### GOAL OF THE EXERCISE:
Switch "wristwatch" to "bracelet" in the data from its first line through the line holding "[0,44,16,67]", inclusive. Return only those lines, with everything else unchanged.

Start

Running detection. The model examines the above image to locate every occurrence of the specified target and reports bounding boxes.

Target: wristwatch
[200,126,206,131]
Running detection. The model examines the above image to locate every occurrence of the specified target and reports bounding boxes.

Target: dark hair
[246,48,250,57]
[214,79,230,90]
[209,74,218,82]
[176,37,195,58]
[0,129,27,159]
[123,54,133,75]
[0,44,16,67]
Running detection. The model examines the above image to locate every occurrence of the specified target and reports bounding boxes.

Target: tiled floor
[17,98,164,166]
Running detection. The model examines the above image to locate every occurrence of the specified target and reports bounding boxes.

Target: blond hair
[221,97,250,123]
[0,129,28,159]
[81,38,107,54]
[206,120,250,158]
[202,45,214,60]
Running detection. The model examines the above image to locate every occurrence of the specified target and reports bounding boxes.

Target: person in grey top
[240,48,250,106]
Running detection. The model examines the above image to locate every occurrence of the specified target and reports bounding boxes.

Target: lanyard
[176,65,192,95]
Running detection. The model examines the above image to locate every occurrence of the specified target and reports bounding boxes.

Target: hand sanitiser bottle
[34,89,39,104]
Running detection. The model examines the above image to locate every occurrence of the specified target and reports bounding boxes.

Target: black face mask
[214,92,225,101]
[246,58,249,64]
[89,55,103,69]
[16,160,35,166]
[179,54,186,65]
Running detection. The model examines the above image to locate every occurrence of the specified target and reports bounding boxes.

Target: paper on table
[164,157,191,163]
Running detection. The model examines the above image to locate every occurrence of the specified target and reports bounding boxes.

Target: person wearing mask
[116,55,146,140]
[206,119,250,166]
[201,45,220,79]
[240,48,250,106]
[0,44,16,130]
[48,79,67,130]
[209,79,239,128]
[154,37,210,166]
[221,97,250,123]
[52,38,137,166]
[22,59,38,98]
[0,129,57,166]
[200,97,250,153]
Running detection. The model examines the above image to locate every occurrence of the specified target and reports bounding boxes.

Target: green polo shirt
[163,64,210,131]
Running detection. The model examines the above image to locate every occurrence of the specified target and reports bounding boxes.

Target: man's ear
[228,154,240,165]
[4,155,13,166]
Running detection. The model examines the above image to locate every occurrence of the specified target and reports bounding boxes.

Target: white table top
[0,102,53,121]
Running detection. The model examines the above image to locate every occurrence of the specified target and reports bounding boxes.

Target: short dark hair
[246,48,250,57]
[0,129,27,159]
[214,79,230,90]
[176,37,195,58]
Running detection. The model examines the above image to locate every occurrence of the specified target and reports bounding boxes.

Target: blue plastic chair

End

### ANSWER TO THE EXERCISE:
Running detection. The model examines the above image to locate every occurrence of the specified target and reports bounding boxes.

Target: bracelet
[200,126,206,131]
Running detection. The model examines the above image to locate every occurrence of the specified target and reports bounding boxes.

Target: dark hair
[246,48,250,57]
[214,79,230,90]
[209,74,218,82]
[176,37,195,58]
[0,129,27,159]
[123,54,133,75]
[0,44,16,67]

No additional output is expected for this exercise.